TASK STATEMENT -> Write out exactly the lines from the one containing "Might I trouble you for the coordinates of the car's" through the last line of the records below, including both.

RECORDS TO PROCESS ->
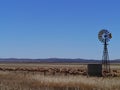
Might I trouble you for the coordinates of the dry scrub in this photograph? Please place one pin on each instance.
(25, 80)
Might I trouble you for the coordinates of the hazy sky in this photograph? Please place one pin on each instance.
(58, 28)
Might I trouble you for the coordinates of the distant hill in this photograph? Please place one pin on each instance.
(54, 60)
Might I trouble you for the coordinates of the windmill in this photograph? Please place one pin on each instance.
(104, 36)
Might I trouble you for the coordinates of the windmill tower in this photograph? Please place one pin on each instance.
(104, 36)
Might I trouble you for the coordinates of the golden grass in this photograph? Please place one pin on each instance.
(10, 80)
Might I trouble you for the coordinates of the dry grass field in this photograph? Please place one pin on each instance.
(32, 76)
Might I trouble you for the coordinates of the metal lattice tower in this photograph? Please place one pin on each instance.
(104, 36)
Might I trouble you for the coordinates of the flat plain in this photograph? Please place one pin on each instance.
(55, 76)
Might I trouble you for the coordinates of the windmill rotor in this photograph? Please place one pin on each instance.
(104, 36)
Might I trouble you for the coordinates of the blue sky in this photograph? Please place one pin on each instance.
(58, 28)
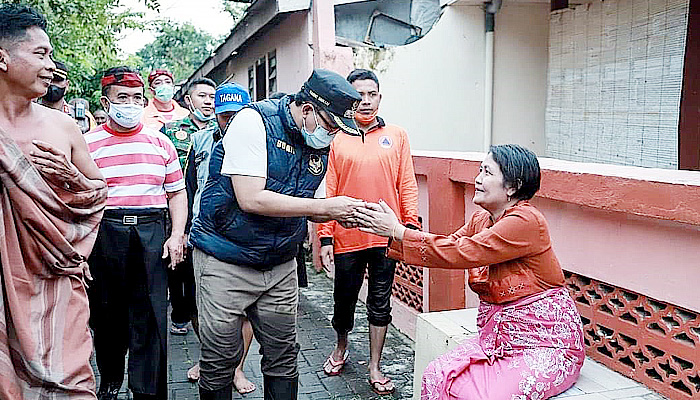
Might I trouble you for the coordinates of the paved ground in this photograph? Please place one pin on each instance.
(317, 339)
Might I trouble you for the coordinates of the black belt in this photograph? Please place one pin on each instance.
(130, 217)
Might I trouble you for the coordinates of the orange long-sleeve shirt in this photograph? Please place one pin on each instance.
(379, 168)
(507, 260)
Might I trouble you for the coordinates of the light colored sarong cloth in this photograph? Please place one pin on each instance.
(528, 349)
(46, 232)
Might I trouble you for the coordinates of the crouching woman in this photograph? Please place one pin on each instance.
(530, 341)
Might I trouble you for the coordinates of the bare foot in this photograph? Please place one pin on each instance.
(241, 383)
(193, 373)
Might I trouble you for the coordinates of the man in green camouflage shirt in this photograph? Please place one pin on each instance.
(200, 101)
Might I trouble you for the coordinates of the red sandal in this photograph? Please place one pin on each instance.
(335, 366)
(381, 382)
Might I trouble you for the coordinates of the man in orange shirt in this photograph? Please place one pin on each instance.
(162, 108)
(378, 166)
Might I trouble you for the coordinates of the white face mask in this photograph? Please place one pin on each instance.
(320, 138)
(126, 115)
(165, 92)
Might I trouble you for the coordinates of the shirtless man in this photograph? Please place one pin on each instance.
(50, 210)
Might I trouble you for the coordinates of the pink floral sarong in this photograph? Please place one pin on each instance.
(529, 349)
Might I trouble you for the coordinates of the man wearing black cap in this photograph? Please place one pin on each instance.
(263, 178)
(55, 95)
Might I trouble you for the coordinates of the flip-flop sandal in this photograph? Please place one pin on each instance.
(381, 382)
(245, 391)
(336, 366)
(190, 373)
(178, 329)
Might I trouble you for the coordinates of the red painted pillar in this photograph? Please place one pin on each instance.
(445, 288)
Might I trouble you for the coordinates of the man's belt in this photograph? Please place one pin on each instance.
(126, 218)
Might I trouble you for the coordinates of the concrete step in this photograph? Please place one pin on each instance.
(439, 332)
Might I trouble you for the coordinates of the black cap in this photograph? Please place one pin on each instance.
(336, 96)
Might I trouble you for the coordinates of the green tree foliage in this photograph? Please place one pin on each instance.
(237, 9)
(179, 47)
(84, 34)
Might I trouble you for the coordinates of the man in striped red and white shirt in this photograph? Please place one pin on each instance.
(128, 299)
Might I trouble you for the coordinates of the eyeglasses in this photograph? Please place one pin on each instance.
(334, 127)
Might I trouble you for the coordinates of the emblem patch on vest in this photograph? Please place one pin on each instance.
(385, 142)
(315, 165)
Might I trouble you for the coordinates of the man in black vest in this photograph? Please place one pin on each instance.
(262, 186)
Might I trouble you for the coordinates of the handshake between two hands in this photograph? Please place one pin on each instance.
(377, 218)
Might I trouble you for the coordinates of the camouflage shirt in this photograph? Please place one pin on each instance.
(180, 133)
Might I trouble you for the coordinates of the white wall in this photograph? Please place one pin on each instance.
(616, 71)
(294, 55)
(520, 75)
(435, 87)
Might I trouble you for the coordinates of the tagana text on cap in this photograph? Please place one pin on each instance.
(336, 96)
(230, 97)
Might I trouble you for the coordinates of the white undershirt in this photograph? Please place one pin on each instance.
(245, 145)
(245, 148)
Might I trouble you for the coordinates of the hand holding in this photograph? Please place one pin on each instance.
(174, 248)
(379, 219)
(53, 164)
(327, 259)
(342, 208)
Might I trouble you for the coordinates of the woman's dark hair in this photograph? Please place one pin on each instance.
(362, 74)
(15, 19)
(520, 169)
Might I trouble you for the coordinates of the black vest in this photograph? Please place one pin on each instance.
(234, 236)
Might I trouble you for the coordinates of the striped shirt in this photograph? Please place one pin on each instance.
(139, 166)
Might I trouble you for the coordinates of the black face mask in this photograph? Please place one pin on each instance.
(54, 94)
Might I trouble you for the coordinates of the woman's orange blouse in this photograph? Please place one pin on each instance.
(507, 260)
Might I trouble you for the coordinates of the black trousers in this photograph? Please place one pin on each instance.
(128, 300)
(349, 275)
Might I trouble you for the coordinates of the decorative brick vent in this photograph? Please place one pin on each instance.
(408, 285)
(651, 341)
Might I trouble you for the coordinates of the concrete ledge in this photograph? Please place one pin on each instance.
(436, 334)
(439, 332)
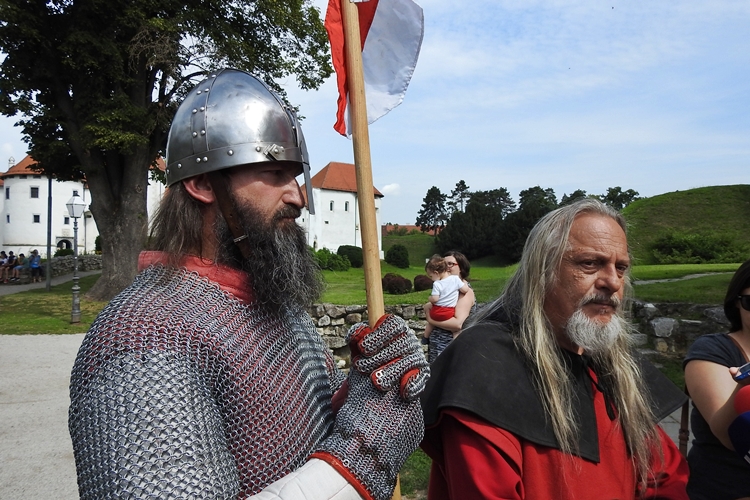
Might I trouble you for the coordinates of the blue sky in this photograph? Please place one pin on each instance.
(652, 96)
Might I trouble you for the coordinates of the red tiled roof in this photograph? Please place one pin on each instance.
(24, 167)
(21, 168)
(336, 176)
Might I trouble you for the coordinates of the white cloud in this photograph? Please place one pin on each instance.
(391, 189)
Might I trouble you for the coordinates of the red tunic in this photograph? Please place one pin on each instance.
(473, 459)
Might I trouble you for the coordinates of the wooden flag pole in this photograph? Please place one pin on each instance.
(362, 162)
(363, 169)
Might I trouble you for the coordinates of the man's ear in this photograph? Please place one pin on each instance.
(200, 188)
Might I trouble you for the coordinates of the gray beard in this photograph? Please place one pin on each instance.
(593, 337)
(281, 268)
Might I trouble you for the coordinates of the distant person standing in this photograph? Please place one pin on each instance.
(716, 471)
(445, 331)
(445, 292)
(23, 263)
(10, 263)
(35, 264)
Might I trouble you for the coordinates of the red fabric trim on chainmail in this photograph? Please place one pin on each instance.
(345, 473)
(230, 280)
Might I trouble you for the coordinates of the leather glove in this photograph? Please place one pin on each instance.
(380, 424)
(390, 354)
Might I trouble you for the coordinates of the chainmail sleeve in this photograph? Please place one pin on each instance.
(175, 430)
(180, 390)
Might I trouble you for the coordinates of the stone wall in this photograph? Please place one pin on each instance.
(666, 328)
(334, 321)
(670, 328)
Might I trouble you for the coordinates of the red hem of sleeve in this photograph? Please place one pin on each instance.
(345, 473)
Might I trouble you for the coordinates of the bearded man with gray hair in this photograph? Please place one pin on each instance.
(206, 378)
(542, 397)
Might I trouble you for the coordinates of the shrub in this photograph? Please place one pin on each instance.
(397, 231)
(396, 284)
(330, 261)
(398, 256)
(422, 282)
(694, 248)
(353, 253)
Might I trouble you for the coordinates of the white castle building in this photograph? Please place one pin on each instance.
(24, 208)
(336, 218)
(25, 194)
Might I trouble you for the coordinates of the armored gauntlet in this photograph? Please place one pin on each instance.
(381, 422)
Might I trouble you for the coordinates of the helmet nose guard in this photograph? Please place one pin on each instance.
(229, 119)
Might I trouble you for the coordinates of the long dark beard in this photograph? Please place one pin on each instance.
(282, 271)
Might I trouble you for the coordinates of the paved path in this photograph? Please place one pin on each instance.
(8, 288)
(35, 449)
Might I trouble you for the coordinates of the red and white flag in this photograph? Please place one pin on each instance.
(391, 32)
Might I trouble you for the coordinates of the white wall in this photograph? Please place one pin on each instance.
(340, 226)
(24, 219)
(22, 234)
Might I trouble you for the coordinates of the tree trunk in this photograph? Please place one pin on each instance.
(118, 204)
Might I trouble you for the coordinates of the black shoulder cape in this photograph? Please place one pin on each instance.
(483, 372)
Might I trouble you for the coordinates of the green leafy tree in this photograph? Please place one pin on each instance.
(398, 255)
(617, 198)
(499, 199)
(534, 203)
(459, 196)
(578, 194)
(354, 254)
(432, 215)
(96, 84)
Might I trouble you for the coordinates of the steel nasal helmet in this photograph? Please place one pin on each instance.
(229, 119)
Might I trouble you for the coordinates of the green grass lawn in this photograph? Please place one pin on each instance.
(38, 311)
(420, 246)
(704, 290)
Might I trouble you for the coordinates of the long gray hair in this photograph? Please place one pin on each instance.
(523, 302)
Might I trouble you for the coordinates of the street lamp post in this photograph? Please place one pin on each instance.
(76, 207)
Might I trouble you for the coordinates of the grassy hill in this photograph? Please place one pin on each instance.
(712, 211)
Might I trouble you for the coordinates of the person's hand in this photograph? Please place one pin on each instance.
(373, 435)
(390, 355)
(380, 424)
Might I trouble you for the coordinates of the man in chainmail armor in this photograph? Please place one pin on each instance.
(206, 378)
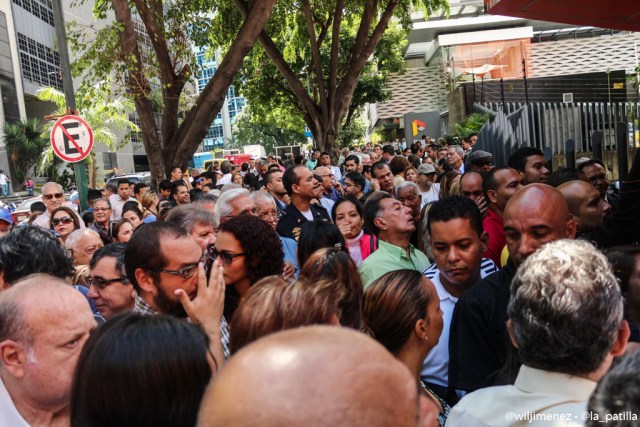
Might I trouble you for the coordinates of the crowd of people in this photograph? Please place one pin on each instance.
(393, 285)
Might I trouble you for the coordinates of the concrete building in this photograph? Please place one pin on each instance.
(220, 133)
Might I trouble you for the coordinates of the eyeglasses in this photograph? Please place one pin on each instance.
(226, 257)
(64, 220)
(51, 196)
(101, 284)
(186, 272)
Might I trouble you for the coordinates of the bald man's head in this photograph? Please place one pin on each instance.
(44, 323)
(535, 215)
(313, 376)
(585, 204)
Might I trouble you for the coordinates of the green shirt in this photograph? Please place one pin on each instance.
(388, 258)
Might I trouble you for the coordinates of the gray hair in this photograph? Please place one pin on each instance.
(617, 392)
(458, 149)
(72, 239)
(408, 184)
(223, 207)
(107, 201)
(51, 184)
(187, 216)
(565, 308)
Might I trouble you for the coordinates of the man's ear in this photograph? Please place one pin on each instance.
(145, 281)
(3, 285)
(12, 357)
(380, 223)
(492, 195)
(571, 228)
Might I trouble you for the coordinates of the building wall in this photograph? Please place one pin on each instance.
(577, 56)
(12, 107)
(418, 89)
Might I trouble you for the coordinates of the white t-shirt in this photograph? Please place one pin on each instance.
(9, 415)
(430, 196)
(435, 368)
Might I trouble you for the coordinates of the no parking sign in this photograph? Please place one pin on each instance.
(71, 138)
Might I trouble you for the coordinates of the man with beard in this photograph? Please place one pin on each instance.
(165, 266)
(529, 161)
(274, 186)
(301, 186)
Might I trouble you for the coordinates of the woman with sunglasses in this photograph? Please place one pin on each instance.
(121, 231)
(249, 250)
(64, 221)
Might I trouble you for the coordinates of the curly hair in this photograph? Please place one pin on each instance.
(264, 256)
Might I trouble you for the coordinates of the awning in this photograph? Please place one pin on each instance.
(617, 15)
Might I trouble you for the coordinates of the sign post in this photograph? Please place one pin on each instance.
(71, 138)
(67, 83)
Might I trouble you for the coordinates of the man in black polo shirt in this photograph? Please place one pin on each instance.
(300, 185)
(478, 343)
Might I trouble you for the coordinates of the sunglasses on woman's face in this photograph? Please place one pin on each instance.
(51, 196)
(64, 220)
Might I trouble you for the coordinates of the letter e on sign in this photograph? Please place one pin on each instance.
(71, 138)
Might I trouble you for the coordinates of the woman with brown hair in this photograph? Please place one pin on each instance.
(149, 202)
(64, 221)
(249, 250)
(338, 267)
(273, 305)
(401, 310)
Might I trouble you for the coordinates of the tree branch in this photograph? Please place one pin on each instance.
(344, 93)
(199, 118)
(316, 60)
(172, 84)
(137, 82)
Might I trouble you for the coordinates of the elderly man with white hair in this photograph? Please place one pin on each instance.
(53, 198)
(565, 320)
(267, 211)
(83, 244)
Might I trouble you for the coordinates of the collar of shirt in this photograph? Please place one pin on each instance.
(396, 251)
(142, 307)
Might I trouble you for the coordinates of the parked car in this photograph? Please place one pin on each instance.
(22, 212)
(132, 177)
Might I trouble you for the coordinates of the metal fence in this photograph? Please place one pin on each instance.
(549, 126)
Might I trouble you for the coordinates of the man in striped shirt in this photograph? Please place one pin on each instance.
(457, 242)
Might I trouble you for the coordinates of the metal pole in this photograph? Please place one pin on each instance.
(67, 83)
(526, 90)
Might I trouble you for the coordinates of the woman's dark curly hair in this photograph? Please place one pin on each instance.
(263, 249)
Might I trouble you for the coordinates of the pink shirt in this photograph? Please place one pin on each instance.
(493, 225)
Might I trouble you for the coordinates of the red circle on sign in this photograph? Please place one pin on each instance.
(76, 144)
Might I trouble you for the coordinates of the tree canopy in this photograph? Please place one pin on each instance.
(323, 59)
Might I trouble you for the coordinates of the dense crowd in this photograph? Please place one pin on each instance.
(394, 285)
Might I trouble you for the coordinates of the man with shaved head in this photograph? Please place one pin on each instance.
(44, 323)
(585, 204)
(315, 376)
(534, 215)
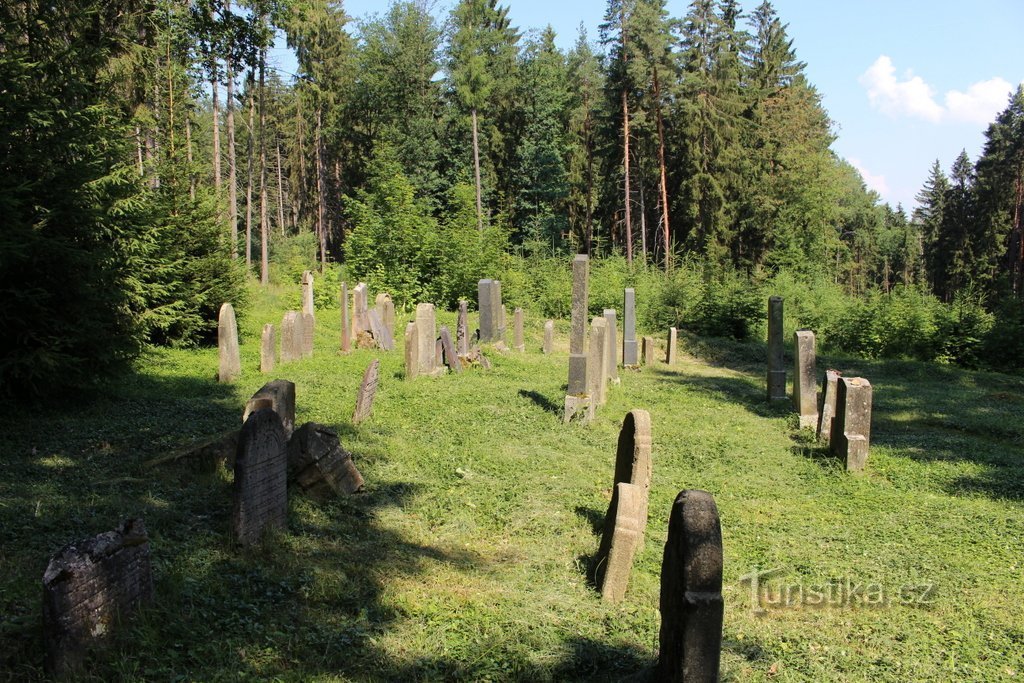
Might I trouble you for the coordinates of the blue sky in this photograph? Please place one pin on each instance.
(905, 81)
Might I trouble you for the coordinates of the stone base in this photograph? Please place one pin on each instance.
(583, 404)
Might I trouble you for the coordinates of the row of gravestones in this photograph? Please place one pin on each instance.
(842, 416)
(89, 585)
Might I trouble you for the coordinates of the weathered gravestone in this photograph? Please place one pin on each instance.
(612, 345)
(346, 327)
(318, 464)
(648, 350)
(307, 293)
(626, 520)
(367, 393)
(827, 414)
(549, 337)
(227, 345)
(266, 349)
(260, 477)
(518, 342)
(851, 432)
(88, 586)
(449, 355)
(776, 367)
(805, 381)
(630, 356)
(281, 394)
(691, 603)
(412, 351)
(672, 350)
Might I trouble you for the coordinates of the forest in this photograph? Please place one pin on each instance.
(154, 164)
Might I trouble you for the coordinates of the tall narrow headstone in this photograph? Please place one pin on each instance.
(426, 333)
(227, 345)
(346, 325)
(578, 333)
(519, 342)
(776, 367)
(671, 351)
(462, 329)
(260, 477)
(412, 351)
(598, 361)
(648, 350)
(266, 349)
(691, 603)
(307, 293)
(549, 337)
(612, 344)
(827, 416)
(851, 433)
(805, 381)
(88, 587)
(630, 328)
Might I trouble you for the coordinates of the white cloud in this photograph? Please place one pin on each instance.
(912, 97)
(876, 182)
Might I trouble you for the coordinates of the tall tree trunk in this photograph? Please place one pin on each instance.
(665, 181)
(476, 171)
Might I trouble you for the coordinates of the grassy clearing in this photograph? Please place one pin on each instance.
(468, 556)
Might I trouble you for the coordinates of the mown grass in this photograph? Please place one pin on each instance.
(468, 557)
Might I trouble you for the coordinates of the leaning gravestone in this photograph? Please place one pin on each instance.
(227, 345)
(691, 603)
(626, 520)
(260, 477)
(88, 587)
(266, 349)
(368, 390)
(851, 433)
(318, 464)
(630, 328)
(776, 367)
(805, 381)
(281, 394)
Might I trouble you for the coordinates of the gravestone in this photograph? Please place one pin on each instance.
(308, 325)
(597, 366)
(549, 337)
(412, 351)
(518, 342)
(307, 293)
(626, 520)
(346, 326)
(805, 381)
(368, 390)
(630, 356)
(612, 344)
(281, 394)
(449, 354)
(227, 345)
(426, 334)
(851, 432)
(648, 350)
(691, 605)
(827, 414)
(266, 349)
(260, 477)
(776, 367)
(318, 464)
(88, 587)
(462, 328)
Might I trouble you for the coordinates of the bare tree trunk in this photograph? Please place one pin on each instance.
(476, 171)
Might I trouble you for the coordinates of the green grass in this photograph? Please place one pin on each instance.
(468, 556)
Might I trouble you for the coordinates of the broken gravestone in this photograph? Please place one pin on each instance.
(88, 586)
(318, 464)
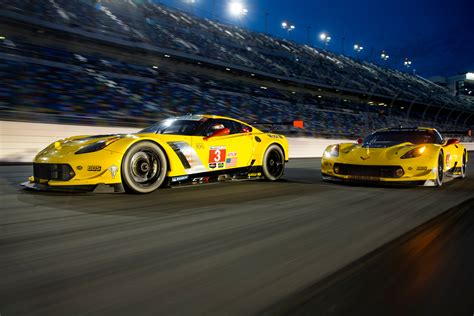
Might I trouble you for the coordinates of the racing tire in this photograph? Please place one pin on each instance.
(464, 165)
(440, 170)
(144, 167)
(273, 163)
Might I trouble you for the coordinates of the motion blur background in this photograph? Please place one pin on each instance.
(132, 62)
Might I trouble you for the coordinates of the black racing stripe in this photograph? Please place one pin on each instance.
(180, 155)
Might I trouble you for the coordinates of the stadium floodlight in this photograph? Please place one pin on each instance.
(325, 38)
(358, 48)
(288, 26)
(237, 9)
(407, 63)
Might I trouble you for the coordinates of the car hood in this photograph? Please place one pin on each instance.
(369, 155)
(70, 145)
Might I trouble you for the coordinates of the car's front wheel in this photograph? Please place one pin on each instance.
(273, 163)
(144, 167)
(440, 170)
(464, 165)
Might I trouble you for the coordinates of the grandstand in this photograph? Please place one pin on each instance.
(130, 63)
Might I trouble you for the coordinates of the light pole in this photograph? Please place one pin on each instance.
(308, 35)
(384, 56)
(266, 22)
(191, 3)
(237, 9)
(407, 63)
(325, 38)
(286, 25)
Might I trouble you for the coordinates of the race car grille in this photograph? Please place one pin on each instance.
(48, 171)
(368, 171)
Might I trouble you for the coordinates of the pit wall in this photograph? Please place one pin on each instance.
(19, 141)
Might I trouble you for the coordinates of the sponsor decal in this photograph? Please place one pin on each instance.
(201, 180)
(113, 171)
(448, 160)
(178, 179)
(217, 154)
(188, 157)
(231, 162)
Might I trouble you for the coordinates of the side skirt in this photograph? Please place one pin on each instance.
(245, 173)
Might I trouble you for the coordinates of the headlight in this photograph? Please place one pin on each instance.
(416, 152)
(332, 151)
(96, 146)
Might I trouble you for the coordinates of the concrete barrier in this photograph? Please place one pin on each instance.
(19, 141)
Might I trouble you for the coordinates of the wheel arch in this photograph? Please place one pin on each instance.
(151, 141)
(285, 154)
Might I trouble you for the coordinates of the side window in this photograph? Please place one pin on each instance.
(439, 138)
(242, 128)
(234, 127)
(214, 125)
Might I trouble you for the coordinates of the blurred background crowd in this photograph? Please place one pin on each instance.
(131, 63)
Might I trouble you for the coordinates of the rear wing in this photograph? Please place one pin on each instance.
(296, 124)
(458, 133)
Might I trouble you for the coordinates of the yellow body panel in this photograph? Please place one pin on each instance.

FINISHED EXERCISE ->
Might I trouble you for the coordinates of the car's front wheel in this photograph? Please place one pin on each instance.
(273, 163)
(144, 167)
(440, 170)
(464, 165)
Might I trouble you for the coordinates of the grandstand in this photograph? Please place one pin on each instance.
(130, 63)
Might I trouble you for the coordinates of the light pole in this photograph? Please place one pin on each instance.
(308, 35)
(384, 56)
(266, 22)
(191, 3)
(237, 9)
(407, 63)
(325, 38)
(286, 25)
Might I trouble you for the coordinates of the race car grille in this photograph? Please place one pin on each instance.
(48, 171)
(368, 171)
Might I trouble you for the coordinates of the pit wall in this photograph? Please place one pin on each instance.
(19, 141)
Might I trouble you for the coordinates of the sponsor decal in this photograph? Please place one pin on each instance.
(201, 180)
(113, 171)
(448, 160)
(178, 179)
(217, 154)
(188, 157)
(231, 162)
Might I trouble you for the coordinates of the side skirt in this photograph? Please place one pin on each instance.
(245, 173)
Might I trouble you for the coordinates of the headlight in this photograph? Please place one pin on each instance.
(416, 152)
(332, 151)
(96, 146)
Might I trouble you for the coordinates of the concrete barrier in this photograph? Please place one pin on each instance.
(19, 141)
Might I trouble you for the coordinates of the wheel arch in this photograph? Please place one pin on each instance.
(151, 141)
(285, 154)
Might I trouble you for the coordinates of the side window in this photograph? Please place one pin on each instance.
(439, 138)
(242, 128)
(234, 127)
(214, 125)
Might I trouble you for the coordinates of the blurred background crowd in this photograph? Please place one pin on each instance.
(131, 63)
Might I trouble you for the coordinates of the rear wing in this photograph? Please place one pin on each instance.
(296, 124)
(458, 133)
Might I trouble you for the coordinates of the yellow body panel in this photograph? Please place one pin on each instance.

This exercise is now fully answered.